TASK DIRECTIONS:
Please rewrite the data starting at the line that has "[locate] shoulder (a" and ending after the line that has "<point>4,188</point>", with each "Target" replaced by "Object" and nothing else changed.

━━━ DATASET EXCERPTS

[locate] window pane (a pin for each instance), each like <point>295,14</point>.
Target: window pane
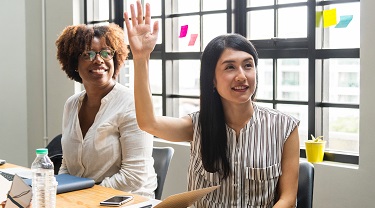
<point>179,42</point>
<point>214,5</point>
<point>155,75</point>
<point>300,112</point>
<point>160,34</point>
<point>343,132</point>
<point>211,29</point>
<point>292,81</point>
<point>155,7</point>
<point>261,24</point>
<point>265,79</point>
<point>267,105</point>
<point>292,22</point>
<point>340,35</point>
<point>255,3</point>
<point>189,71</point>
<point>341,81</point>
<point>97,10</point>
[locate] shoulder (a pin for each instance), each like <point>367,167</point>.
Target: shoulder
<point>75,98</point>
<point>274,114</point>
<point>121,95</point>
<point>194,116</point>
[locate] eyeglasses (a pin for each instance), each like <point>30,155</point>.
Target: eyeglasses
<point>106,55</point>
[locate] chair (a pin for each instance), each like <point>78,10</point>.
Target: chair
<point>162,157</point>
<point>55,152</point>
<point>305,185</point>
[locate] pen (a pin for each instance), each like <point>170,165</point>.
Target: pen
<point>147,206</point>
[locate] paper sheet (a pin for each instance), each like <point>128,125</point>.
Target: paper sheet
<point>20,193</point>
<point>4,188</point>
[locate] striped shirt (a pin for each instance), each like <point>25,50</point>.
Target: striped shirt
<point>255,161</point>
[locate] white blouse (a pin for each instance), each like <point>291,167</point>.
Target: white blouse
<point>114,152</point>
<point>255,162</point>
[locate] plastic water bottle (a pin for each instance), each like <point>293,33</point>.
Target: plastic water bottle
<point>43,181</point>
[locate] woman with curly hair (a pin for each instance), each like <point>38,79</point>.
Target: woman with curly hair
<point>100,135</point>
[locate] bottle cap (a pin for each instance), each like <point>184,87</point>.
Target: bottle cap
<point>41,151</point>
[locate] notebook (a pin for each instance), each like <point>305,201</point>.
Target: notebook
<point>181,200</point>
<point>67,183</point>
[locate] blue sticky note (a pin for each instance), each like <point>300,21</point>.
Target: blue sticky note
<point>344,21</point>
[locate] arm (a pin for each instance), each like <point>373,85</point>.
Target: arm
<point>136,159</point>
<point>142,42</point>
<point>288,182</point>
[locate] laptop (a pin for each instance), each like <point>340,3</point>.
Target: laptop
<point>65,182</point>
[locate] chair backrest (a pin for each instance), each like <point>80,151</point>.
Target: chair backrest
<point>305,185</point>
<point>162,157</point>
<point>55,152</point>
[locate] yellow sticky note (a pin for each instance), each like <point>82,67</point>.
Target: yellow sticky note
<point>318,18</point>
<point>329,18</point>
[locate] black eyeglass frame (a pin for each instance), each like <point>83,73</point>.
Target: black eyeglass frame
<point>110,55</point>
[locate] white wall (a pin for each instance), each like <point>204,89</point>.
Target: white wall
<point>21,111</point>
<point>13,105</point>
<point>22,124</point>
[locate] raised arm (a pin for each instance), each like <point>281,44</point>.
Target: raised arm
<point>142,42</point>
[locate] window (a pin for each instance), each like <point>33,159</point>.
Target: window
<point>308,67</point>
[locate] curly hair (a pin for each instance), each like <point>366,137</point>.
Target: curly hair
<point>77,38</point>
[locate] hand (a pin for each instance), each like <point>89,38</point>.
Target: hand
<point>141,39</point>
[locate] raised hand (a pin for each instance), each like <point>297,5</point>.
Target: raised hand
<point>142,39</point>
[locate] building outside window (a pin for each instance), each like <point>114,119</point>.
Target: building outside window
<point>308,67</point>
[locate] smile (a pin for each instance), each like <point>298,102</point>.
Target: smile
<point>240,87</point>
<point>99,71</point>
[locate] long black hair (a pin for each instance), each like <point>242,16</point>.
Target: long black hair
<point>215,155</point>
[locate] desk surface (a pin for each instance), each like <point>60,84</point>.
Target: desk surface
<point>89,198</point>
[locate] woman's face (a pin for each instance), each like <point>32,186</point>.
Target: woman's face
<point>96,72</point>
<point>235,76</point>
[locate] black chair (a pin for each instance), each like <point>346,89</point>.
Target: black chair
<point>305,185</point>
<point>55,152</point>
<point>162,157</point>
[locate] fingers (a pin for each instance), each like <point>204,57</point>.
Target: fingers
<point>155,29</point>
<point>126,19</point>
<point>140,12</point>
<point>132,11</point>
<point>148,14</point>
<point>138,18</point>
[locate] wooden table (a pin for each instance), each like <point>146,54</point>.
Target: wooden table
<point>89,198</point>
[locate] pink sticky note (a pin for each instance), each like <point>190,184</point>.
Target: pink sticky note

━━━━━━
━━━ DATASET EXCERPTS

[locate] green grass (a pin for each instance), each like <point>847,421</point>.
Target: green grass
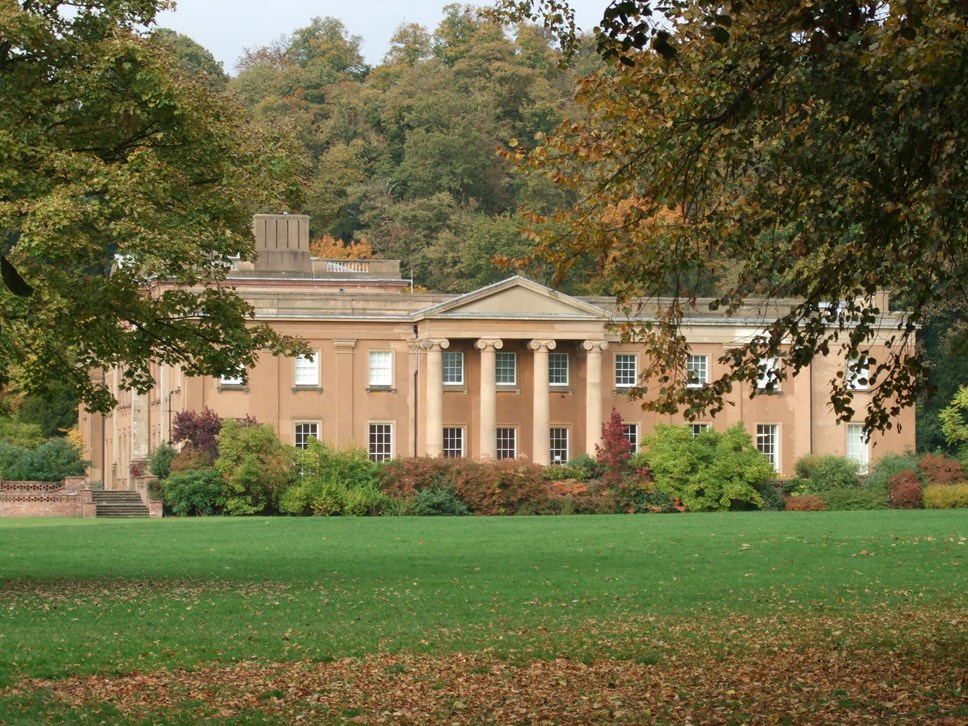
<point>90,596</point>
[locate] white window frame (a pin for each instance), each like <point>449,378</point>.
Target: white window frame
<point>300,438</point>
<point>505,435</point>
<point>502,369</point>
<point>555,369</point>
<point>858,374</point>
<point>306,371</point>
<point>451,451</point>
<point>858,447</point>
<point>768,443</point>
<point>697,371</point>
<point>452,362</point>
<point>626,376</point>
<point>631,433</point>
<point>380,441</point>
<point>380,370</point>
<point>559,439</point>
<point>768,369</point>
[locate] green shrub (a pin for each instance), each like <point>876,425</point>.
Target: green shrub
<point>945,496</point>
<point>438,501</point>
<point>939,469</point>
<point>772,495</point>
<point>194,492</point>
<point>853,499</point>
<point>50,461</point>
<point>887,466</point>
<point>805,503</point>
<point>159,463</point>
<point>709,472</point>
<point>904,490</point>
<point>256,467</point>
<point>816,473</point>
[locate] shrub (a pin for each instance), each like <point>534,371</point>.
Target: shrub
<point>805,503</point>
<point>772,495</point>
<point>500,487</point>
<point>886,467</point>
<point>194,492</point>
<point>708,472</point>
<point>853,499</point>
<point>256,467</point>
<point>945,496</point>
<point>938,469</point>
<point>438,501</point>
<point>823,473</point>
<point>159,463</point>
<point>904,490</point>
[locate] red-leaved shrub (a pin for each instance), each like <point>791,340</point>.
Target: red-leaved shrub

━━━━━━

RESPONSE:
[locate] shoulder (a pin for each instance), each like <point>367,167</point>.
Object: shoulder
<point>75,98</point>
<point>274,114</point>
<point>121,95</point>
<point>194,116</point>
[locate] eyeglasses (a pin for each instance), each like <point>30,155</point>.
Object: eyeglasses
<point>106,55</point>
[locate] chair (a pin for each instance), each like <point>78,10</point>.
Object: chair
<point>162,157</point>
<point>55,152</point>
<point>305,185</point>
[locate] pen (a pin for each instance), each like <point>170,165</point>.
Object: pen
<point>147,206</point>
[locate] paper sheet (a pin for each instance), each like <point>128,125</point>.
Object: paper sheet
<point>20,193</point>
<point>4,188</point>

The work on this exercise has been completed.